● **SET OF TASKS**
1. Which members does the struct power_pmu in the patch review below declare? List each with its type.
2. In the patch review below, what type does the reply say the lock member should use instead of spinlock_t?

══ DOCUMENT

Re: [PATCH v2 5/5] perf/x86/amd/power: Add AMD accumulated power reporting mechanism
From: Peter Zijlstra
Date: Tue Jan 19 2016 - 07:14:05 EST
On Thu, Jan 14, 2016 at 10:50:08AM +0800, Huang Rui wrote:
> +struct power_pmu {
> + spinlock_t lock;
This should be a raw_spinlock_t, as it'll be nested under other
raw_spinlock_t's.
> + struct list_head active_list;
> + struct pmu *pmu; /* pointer to power_pmu_class */
> + local64_t cpu_sw_pwr_ptsc;
> +};
> +static void pmu_event_start(struct perf_event *event, int mode)
> +{
> + struct power_pmu *pmu = __this_cpu_read(amd_power_pmu);
> + unsigned long flags;
> +
> + spin_lock_irqsave(&pmu->lock, flags);
IRQs will be disabled here.
> + __pmu_event_start(pmu, event);
> + spin_unlock_irqrestore(&pmu->lock, flags);
> +}
> +
> +static void pmu_event_stop(struct perf_event *event, int mode)
> +{
> + struct power_pmu *pmu = __this_cpu_read(amd_power_pmu);
> + struct hw_perf_event *hwc = &event->hw;
> + unsigned long flags;
> +
> + spin_lock_irqsave(&pmu->lock, flags);
idem
> +
> + /* mark event as deactivated and stopped */
> + if (!(hwc->state & PERF_HES_STOPPED)) {
> + list_del(&event->active_entry);
> + hwc->state |= PERF_HES_STOPPED;
> + }
> +
> + /* check if update of sw counter is necessary */
> + if ((mode & PERF_EF_UPDATE) && !(hwc->state & PERF_HES_UPTODATE)) {
> + /*
> + * Drain the remaining delta count out of a event
> + * that we are disabling:
> + */
> + event_update(event, pmu);
> + hwc->state |= PERF_HES_UPTODATE;
> + }
> +
> + spin_unlock_irqrestore(&pmu->lock, flags);
> +}
> +
> +static int pmu_event_add(struct perf_event *event, int mode)
> +{
> + struct power_pmu *pmu = __this_cpu_read(amd_power_pmu);
> + struct hw_perf_event *hwc = &event->hw;
> + unsigned long flags;
> +
> + spin_lock_irqsave(&pmu->lock, flags);
> +
idem
> + hwc->state = PERF_HES_UPTODATE | PERF_HES_STOPPED;
> +
> + if (mode & PERF_EF_START)
> + __pmu_event_start(pmu, event);
> +
> + spin_unlock_irqrestore(&pmu->lock, flags);
> +
> + return 0;
> +}
> +static int power_cpu_init(int cpu)

════
══ DATA SEGMENT

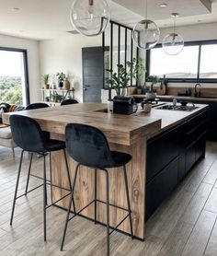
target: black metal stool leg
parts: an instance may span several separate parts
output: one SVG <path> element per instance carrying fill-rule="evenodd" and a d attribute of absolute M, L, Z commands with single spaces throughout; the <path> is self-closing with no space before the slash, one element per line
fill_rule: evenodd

════

● **OUTPUTS**
1.
- spinlock_t lock
- struct list_head active_list
- struct pmu *pmu
- local64_t cpu_sw_pwr_ptsc

2. raw_spinlock_t, because it will be nested under other raw_spinlock_t's.